Selected text
-- Start --

# winter advise (mice & multis)



## dcap (Sep 3, 2011)

I keep my groups of breeding mice in an insulated garage
(it used to be a small drum studio, floor/walls/ceiling all insulated for sound!)
but its unheated

I am also considering getting two small groups multis, either soon or in the spring (don't need too many at the mo, so easier to buy, but next year I think I'll be breeding my own).

Does anyone have their mice/multi/rats in an unheated garage or shed? Do you provide heat over winter or do they just stop breeding? Or retire the feeders and start again in spring. 

Since I will be brumating almost all of my mice eating snakes I could retire my breeding groups of mice, which would be a shame because they are in mixed groups of about 10x different colours/patterns and I'm beginning to work out best/worst litter rates. I'm assuming they will at least stop breeding if kept over winter, which is okay, so I could keep my spring groups separate and then put together in Feb/Mar. 

what do you do?

-- End --

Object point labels
-- Start --

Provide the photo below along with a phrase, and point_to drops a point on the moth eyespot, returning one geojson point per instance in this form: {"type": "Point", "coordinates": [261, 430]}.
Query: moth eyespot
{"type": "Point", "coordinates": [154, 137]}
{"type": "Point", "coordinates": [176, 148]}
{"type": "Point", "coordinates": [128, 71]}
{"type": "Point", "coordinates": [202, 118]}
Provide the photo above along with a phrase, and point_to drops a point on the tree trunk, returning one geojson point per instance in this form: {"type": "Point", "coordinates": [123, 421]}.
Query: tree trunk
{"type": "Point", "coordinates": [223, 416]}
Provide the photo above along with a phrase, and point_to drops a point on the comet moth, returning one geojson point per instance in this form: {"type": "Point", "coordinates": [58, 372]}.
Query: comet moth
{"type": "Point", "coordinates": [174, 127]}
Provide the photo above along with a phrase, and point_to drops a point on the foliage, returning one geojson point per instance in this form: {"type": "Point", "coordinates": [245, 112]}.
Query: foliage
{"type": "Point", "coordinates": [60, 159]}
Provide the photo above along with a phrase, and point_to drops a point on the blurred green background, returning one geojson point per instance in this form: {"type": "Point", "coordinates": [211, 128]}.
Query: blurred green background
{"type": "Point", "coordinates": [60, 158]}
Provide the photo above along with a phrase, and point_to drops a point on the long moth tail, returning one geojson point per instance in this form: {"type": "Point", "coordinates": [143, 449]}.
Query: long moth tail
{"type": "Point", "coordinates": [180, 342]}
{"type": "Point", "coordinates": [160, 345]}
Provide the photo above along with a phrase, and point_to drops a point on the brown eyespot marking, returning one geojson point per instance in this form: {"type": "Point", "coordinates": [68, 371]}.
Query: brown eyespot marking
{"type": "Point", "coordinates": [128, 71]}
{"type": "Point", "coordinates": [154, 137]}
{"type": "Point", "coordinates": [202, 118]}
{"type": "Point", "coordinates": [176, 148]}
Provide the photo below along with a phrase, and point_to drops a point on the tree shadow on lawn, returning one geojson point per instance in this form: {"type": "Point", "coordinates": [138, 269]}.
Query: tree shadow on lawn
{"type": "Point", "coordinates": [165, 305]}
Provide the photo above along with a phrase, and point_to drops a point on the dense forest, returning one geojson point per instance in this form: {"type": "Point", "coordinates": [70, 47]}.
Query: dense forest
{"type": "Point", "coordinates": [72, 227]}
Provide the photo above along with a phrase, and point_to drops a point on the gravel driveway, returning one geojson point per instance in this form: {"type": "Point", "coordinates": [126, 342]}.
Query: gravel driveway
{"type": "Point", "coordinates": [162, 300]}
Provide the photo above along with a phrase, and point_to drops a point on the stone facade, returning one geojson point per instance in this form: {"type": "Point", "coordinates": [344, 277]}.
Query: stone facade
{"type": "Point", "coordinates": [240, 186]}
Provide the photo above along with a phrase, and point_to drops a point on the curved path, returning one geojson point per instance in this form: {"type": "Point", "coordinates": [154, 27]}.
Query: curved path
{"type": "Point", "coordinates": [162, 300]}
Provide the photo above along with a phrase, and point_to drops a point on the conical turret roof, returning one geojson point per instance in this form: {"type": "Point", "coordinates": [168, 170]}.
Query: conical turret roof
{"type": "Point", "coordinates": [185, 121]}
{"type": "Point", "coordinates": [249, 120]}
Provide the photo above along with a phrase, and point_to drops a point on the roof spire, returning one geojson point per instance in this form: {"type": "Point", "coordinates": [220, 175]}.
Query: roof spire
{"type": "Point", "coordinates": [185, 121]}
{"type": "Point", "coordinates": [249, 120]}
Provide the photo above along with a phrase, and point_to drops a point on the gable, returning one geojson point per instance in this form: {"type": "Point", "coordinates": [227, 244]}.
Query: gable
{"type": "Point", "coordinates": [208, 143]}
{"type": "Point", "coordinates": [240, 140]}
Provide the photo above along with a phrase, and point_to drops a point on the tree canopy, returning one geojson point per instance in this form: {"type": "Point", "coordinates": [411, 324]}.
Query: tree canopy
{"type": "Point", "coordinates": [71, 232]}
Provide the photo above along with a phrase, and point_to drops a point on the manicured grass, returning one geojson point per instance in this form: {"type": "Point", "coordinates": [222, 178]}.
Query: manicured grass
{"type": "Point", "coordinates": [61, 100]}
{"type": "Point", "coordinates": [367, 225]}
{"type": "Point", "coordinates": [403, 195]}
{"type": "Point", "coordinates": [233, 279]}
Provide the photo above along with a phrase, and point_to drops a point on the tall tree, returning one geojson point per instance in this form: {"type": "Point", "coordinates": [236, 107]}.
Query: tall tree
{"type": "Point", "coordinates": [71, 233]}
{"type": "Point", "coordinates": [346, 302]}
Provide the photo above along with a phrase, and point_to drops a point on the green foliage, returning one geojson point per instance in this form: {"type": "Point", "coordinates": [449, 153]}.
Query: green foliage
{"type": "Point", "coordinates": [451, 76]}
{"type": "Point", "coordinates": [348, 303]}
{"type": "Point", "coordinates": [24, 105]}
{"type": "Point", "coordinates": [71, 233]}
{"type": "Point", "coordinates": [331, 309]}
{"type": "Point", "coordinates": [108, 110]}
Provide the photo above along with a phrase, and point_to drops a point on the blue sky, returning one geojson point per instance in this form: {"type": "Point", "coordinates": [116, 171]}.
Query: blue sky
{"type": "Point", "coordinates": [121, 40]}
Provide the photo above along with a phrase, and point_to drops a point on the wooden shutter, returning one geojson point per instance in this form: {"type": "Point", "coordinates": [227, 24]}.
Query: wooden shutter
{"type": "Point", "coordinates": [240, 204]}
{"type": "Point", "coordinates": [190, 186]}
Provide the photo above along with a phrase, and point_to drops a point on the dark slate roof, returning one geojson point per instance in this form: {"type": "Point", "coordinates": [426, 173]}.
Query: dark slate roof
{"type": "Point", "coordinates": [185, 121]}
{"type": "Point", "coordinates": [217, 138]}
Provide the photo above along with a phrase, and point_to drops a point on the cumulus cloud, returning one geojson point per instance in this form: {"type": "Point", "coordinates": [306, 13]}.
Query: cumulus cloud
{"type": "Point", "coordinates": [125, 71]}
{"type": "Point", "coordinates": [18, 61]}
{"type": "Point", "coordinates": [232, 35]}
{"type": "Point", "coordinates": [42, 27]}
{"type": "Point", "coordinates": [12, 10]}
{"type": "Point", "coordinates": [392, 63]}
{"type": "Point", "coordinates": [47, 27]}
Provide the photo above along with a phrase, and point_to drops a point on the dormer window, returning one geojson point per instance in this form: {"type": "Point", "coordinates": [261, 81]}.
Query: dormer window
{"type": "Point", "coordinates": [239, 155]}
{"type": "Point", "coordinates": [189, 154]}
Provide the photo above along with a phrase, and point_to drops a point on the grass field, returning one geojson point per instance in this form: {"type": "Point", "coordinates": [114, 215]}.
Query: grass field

-- End --

What to produce
Retype the part of the forum post on keeping mice through winter that begins with "Does anyone have" and continues through "what do you do?", word for word.

Expected output
Does anyone have their mice/multi/rats in an unheated garage or shed? Do you provide heat over winter or do they just stop breeding? Or retire the feeders and start again in spring. 

Since I will be brumating almost all of my mice eating snakes I could retire my breeding groups of mice, which would be a shame because they are in mixed groups of about 10x different colours/patterns and I'm beginning to work out best/worst litter rates. I'm assuming they will at least stop breeding if kept over winter, which is okay, so I could keep my spring groups separate and then put together in Feb/Mar. 

what do you do?